**CHALLENGE**
Reproduce every line of the listing below without alteration, omitting the picture.
▬▬▬▬▬▬
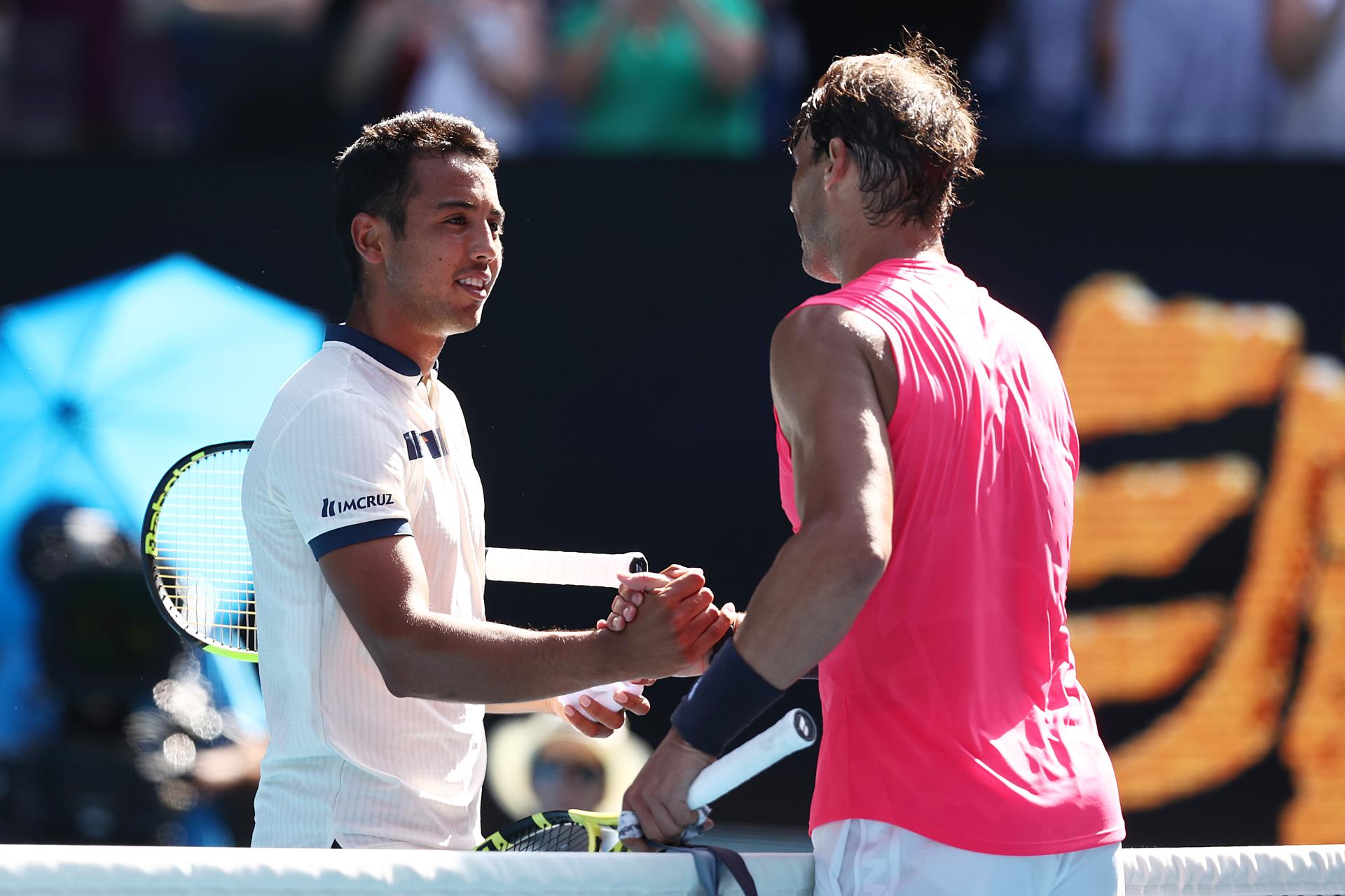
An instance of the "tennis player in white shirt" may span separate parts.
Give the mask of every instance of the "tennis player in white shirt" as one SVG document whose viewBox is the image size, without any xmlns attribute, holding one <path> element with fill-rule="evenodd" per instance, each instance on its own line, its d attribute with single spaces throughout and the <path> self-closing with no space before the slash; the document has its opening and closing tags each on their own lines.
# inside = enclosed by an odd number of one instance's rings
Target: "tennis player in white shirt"
<svg viewBox="0 0 1345 896">
<path fill-rule="evenodd" d="M 254 846 L 471 849 L 486 712 L 611 733 L 621 712 L 589 700 L 590 721 L 557 694 L 672 674 L 728 630 L 697 570 L 620 635 L 486 622 L 482 483 L 436 358 L 499 277 L 496 160 L 476 125 L 429 110 L 339 159 L 350 318 L 281 389 L 243 476 L 272 726 Z"/>
</svg>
▬▬▬▬▬▬
**RESPONSE TO THE TASK**
An instance of the "tennis player in white shirt" may span separate parts.
Give the mask of every instance of the "tennis player in white shirt" as one SVG document whose viewBox is the image size, without any xmlns attribute, holding one <path> element with fill-rule="evenodd" per instance, each instance on its own line, its d attribute with single spaces throughout and the <path> self-closing with no space before the slash; the document has its opening and closing tags each on their own lines.
# inside = enclosed by an odd number of one instance's rings
Target: "tennis player in white shirt"
<svg viewBox="0 0 1345 896">
<path fill-rule="evenodd" d="M 254 846 L 471 849 L 486 712 L 611 733 L 621 712 L 589 700 L 590 721 L 557 694 L 672 674 L 728 630 L 697 570 L 620 635 L 486 622 L 482 483 L 436 358 L 499 277 L 496 160 L 476 125 L 429 110 L 339 159 L 350 318 L 281 389 L 243 476 L 272 726 Z"/>
</svg>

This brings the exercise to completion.